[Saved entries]
[Start of section]
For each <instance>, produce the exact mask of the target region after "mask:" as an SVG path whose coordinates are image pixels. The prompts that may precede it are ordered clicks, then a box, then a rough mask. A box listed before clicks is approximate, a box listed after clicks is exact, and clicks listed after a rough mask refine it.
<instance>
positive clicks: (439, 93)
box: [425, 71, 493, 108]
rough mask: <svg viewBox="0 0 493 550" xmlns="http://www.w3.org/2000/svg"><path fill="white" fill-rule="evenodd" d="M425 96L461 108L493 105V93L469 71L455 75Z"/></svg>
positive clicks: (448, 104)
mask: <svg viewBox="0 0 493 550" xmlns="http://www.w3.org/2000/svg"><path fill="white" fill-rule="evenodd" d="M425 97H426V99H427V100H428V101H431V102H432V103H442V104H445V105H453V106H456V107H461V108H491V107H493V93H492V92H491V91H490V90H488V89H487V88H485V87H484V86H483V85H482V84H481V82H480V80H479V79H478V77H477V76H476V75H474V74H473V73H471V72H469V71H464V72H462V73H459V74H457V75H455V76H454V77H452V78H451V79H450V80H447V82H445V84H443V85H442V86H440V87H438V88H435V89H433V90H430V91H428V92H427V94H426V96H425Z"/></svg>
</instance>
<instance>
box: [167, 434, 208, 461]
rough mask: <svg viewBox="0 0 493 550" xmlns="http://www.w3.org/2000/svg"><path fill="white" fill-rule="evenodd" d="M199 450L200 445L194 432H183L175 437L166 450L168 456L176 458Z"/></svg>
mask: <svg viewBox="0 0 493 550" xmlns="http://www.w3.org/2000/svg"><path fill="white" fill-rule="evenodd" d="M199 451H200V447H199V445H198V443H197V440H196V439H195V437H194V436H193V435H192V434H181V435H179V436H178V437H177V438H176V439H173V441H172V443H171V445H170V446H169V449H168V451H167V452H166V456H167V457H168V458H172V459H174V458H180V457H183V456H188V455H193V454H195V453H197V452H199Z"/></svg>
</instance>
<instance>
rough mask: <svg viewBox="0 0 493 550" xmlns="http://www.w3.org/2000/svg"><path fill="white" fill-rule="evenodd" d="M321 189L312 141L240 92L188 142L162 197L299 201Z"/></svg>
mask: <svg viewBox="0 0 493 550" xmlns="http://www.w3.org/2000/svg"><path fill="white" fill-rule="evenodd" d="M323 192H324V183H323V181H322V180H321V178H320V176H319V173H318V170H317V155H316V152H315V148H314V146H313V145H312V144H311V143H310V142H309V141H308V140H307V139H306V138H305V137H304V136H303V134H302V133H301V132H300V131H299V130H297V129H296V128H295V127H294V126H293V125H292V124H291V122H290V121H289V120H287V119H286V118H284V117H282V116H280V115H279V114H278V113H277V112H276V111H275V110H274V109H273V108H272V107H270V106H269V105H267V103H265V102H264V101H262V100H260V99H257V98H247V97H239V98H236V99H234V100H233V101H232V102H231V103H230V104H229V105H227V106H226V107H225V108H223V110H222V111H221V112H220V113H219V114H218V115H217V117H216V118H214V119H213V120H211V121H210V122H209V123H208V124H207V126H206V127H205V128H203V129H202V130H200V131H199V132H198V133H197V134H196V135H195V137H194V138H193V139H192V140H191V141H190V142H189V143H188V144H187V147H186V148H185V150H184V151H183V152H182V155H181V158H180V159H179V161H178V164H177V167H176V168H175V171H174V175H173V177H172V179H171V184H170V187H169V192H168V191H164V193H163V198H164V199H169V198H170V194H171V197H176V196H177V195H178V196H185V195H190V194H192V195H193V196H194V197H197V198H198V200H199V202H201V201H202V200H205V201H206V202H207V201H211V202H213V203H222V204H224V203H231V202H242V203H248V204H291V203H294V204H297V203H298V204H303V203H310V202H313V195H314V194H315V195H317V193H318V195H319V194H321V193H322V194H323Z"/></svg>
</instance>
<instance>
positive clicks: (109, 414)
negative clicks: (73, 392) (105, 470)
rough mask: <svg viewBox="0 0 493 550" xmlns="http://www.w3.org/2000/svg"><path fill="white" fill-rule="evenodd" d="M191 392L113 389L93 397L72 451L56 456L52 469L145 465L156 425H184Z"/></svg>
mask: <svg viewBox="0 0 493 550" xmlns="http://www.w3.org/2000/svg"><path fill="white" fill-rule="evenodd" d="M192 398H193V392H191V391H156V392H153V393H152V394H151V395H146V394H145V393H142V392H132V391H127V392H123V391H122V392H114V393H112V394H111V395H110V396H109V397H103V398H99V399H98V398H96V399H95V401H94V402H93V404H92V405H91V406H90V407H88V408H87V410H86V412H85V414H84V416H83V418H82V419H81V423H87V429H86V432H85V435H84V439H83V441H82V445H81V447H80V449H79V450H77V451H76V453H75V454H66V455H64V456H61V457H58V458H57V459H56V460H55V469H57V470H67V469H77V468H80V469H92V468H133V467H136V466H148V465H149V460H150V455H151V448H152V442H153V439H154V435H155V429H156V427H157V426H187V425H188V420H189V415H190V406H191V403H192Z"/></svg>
[End of section]
** WHAT THIS TASK INVOLVES **
Transcribe all of the lines in the records precisely.

** RESULT FOR THIS TASK **
For each <instance>, produce the exact mask of the target region after "mask:" as an SVG path whose coordinates are image pixels. The prompts that may precede it are ordered clicks, then a box, then a rough mask. A box listed before clicks is approximate, a box listed after clicks is exact, and clicks listed after a rough mask refine it.
<instance>
positive clicks: (439, 93)
box: [425, 71, 493, 108]
rough mask: <svg viewBox="0 0 493 550" xmlns="http://www.w3.org/2000/svg"><path fill="white" fill-rule="evenodd" d="M425 96L461 108L493 105V93L469 71L455 75Z"/></svg>
positive clicks: (448, 104)
mask: <svg viewBox="0 0 493 550" xmlns="http://www.w3.org/2000/svg"><path fill="white" fill-rule="evenodd" d="M425 97H426V99H427V100H428V101H431V102H432V103H442V104H445V105H453V106H456V107H461V108H491V107H493V93H492V92H491V91H490V90H488V89H487V88H485V87H484V86H483V85H482V84H481V82H480V80H479V79H478V77H477V76H476V75H474V74H473V73H471V72H469V71H464V72H462V73H459V74H457V75H455V76H454V77H452V78H451V79H450V80H447V82H445V84H443V85H442V86H440V87H438V88H435V89H433V90H430V91H428V92H427V94H426V96H425Z"/></svg>
</instance>
<instance>
box: [167, 434, 208, 461]
rough mask: <svg viewBox="0 0 493 550" xmlns="http://www.w3.org/2000/svg"><path fill="white" fill-rule="evenodd" d="M199 450L200 445L194 432H183L175 437L166 450L168 456L176 458Z"/></svg>
mask: <svg viewBox="0 0 493 550" xmlns="http://www.w3.org/2000/svg"><path fill="white" fill-rule="evenodd" d="M199 451H200V447H199V445H198V443H197V440H196V439H195V437H194V436H193V435H192V434H181V435H179V436H178V437H177V438H176V439H173V441H172V443H171V445H170V446H169V449H168V451H167V452H166V456H167V457H168V458H172V459H174V458H180V457H183V456H188V455H193V454H195V453H197V452H199Z"/></svg>
</instance>
<instance>
rough mask: <svg viewBox="0 0 493 550" xmlns="http://www.w3.org/2000/svg"><path fill="white" fill-rule="evenodd" d="M321 189L312 141L240 92L188 142L162 197L299 201Z"/></svg>
mask: <svg viewBox="0 0 493 550" xmlns="http://www.w3.org/2000/svg"><path fill="white" fill-rule="evenodd" d="M323 192H324V183H323V181H322V180H321V178H320V176H319V173H318V170H317V155H316V152H315V148H314V146H313V145H312V144H311V143H310V142H309V141H308V140H307V139H306V138H305V137H304V136H303V134H302V133H301V132H300V131H299V130H297V129H296V128H295V127H294V126H293V125H292V124H291V122H290V121H289V120H287V119H286V118H284V117H282V116H280V115H279V114H278V113H277V112H276V111H275V110H274V109H273V108H272V107H270V106H269V105H267V103H265V102H264V101H262V100H260V99H257V98H247V97H239V98H236V99H234V100H233V101H232V102H231V103H230V104H229V105H227V106H226V107H225V108H223V110H222V111H221V112H220V113H219V114H218V115H217V117H216V118H214V119H213V120H211V121H210V122H209V123H208V124H207V126H206V127H205V128H203V129H202V130H200V131H199V132H198V133H197V134H196V135H195V137H194V138H193V139H192V140H191V141H190V142H189V143H188V144H187V147H186V148H185V150H184V151H183V152H182V155H181V158H180V159H179V161H178V164H177V167H176V168H175V171H174V175H173V177H172V179H171V184H170V187H169V192H168V191H164V193H163V198H164V199H169V198H170V194H171V197H176V196H177V195H178V196H185V195H190V194H192V195H193V196H194V197H197V198H198V200H199V202H201V201H202V200H205V201H206V202H207V201H211V202H213V203H222V204H224V203H231V202H242V203H248V204H291V203H294V204H297V203H298V204H303V203H310V202H313V195H314V194H315V195H317V193H318V195H319V194H321V193H322V194H323Z"/></svg>
</instance>
<instance>
positive clicks: (109, 414)
negative clicks: (73, 392) (105, 470)
rough mask: <svg viewBox="0 0 493 550" xmlns="http://www.w3.org/2000/svg"><path fill="white" fill-rule="evenodd" d="M191 392L113 389L93 397L72 451L56 456L52 469L145 465L156 425H184Z"/></svg>
mask: <svg viewBox="0 0 493 550" xmlns="http://www.w3.org/2000/svg"><path fill="white" fill-rule="evenodd" d="M192 398H193V392H191V391H156V392H153V393H152V394H151V395H146V394H145V393H142V392H132V391H127V392H123V391H122V392H114V393H112V394H111V395H110V396H109V397H103V398H99V399H98V398H96V399H95V401H94V402H93V404H92V405H91V406H90V407H88V408H87V410H86V412H85V414H84V416H83V418H82V419H81V423H87V429H86V432H85V435H84V439H83V441H82V445H81V447H80V449H79V450H77V451H76V453H75V454H66V455H64V456H61V457H58V458H57V459H56V460H55V469H57V470H67V469H77V468H80V469H92V468H133V467H136V466H148V465H149V460H150V455H151V448H152V442H153V439H154V435H155V429H156V427H157V426H187V425H188V420H189V415H190V406H191V403H192Z"/></svg>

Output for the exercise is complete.